» Исходный отрывок:
Главной фигурой путинской риторики стал рядовой человек, гражданин России, подрастерявший свои положительные качества в последнее время и нуждающийся в эффективном поднятии с колен и направлении на путь истинный. Сетуя об утраченных 20 лет назад нравственных ориентирах, Путин пробует себя в жанре проповеди, но его личные риторические навыки не позволяют ему быть убедительным. Фразеологизма «выплеснули с грязной водой и ребенка», принадлежащего, кстати говоря, еще одному представителю референтной группы мыслителей Мартину Лютеру, недостаточно, чтобы претендовать на эффектность и образность речи. Искать глубину, оттенки, многомерность, второй слой содержания в послании парламенту нецелесообразно: сказано ровно то, что сказано. Суждения Путина остаются плоскими, но в то же время двусмысленными. Если плоскость, двухмерность в основном происходит из-за отсутствия каких бы то ни было риторических приемов, то двусмысленность обусловлена использованием отвлеченных понятий в политических целях: в частности, совершенно неясно, как понимать путинскую «культуру» и «нравственность».
Если судить по контексту, нравственность для Путина — это патриотизм, а быть патриотом — это служить обществу. Тут Путин ссылается еще на одного представителя референтной группы, Александра Солженицына. Служение обществу — следующая отвлеченная категория, смысл которой можно установить только из контекста, и по всему выходит, что рядовой гражданин может послужить обществу, создав семью с тремя детьми. В общем, рамки служения заданы неотчетливо, зато лишний раз подчеркнут овладевающий страной коллективистский дух.
К культуре Путин апеллирует традиционно, в том числе и в своих предвыборных статьях, где он употреблял это слово как любую другую идеологему — в удобном контексте, без четких пояснений. И в этот раз культура не осталась забыта: она нужна нам как опора. Правда, нигде все так же не говорится, что такое культура и как именно ее использовать. То ли это какой-то стабильный ресурс вроде нефти, то ли культура — это такая гиря, с которой нужно делать упражнения утром и вечером. Тем более что по соседству с проблемами культуры Путин куда более развернуто рассуждает о здоровом образе жизни, находя и тут зону общественной ответственности: «Мы вместе обязаны преодолеть, прямо скажу, безответственное отношение общества в вопросах здорового образа жизни».

» Строки записей:
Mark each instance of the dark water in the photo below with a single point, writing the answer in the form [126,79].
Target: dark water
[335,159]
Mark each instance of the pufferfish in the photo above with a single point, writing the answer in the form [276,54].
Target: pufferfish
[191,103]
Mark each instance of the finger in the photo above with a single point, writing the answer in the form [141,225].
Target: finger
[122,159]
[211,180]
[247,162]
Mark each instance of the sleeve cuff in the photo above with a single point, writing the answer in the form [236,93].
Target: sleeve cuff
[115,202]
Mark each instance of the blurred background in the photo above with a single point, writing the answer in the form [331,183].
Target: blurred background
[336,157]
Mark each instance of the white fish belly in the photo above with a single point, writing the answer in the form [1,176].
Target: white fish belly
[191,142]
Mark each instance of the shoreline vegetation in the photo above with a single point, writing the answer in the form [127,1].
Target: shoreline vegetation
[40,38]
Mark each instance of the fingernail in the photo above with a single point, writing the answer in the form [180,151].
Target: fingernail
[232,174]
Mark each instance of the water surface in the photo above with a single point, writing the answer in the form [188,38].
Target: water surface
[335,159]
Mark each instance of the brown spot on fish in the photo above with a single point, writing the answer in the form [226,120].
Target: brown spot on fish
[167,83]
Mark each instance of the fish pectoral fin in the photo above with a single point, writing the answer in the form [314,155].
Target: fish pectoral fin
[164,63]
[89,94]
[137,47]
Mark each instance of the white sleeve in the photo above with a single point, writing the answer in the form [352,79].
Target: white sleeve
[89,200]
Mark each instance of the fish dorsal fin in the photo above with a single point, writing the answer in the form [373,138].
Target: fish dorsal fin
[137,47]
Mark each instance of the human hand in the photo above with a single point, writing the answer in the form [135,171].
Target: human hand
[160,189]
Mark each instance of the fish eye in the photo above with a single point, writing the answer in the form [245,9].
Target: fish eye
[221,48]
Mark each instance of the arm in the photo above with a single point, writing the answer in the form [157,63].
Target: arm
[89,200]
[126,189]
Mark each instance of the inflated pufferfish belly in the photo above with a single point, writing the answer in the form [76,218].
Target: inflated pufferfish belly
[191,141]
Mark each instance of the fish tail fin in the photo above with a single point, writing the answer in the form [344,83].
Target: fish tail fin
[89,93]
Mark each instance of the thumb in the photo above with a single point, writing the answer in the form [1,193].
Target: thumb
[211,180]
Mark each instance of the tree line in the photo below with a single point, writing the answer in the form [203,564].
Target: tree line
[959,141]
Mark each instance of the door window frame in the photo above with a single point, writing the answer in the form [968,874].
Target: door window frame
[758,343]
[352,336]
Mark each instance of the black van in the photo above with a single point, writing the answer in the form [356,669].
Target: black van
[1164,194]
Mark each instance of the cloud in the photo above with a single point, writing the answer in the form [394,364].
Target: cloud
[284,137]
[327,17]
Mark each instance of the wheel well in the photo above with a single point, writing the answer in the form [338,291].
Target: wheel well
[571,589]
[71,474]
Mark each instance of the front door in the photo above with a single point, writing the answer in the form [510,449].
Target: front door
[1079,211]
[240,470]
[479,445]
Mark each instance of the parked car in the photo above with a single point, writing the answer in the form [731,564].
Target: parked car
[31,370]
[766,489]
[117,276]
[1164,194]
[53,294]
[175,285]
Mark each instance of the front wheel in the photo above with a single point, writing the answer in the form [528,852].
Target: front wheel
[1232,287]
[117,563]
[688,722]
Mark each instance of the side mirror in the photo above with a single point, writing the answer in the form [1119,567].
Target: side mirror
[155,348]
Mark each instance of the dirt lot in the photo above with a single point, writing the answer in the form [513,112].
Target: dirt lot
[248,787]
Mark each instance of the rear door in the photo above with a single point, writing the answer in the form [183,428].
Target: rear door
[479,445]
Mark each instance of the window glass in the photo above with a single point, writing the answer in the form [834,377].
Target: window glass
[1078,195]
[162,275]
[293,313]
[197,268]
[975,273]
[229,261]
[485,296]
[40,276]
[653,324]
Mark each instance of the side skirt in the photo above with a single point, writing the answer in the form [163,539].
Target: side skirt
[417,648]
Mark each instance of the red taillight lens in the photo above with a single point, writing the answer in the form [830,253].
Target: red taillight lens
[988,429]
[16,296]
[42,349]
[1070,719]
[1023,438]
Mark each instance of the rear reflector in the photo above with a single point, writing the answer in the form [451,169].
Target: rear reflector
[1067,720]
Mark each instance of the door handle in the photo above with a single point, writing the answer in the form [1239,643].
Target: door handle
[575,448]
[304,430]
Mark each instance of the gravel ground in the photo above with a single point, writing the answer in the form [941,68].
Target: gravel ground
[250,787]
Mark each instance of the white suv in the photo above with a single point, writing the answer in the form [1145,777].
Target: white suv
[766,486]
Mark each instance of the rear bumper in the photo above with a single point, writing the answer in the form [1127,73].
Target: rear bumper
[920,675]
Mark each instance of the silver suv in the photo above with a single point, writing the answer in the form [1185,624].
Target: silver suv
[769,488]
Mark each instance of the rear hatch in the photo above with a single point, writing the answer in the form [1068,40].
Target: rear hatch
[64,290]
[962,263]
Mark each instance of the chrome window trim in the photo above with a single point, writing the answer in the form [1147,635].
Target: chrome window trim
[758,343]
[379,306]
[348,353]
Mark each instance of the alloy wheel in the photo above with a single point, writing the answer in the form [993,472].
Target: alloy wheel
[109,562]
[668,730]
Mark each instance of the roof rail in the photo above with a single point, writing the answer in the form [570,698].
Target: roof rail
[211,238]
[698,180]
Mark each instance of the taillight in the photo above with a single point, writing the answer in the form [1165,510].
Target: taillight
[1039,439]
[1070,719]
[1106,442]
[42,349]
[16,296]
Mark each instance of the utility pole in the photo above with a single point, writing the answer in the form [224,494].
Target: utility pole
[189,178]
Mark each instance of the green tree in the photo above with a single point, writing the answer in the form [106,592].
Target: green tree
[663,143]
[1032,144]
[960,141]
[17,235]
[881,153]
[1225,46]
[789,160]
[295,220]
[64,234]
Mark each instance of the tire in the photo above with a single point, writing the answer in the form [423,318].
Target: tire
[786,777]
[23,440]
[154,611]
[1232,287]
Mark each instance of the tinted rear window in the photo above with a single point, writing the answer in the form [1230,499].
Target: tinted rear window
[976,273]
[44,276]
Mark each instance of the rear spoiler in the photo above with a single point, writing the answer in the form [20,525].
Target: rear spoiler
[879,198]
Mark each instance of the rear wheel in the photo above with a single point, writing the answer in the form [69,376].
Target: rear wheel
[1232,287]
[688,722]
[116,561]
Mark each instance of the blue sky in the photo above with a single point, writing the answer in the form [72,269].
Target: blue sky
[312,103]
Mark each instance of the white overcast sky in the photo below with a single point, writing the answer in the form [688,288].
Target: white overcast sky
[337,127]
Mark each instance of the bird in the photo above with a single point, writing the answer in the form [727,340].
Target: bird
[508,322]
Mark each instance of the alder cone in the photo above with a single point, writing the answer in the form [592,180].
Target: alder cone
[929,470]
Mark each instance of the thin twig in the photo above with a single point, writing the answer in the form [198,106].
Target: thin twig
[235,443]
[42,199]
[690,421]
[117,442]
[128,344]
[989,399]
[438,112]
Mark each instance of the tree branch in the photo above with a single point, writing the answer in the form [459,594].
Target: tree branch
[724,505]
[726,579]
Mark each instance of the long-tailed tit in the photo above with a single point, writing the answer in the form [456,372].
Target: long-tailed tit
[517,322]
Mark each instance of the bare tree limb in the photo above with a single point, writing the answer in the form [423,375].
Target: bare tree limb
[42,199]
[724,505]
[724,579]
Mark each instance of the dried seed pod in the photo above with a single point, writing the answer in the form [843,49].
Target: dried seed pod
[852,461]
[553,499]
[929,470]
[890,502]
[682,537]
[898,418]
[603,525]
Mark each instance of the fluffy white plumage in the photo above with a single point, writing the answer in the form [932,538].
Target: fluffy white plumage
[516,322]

» Задания:
A – Кому, согласно отрывку, принадлежит фразеологизм «выплеснули с грязной водой и ребенка»?
B – Каких людей отрывок называет по имени или фамилии? Перечислите всех.
C – Перепечатайте из отрывка фрагмент от «Если судить по» до «страной коллективистский дух.» включительно.
Записи никак не связаны с отрывком.

» Ответы к заданиям:
A – Мартину Лютеру.

B – Путин, Мартин Лютер, Александр Солженицын.

C –
Если судить по контексту, нравственность для Путина — это патриотизм, а быть патриотом — это служить обществу. Тут Путин ссылается еще на одного представителя референтной группы, Александра Солженицына. Служение обществу — следующая отвлеченная категория, смысл которой можно установить только из контекста, и по всему выходит, что рядовой гражданин может послужить обществу, создав семью с тремя детьми. В общем, рамки служения заданы неотчетливо, зато лишний раз подчеркнут овладевающий страной коллективистский дух.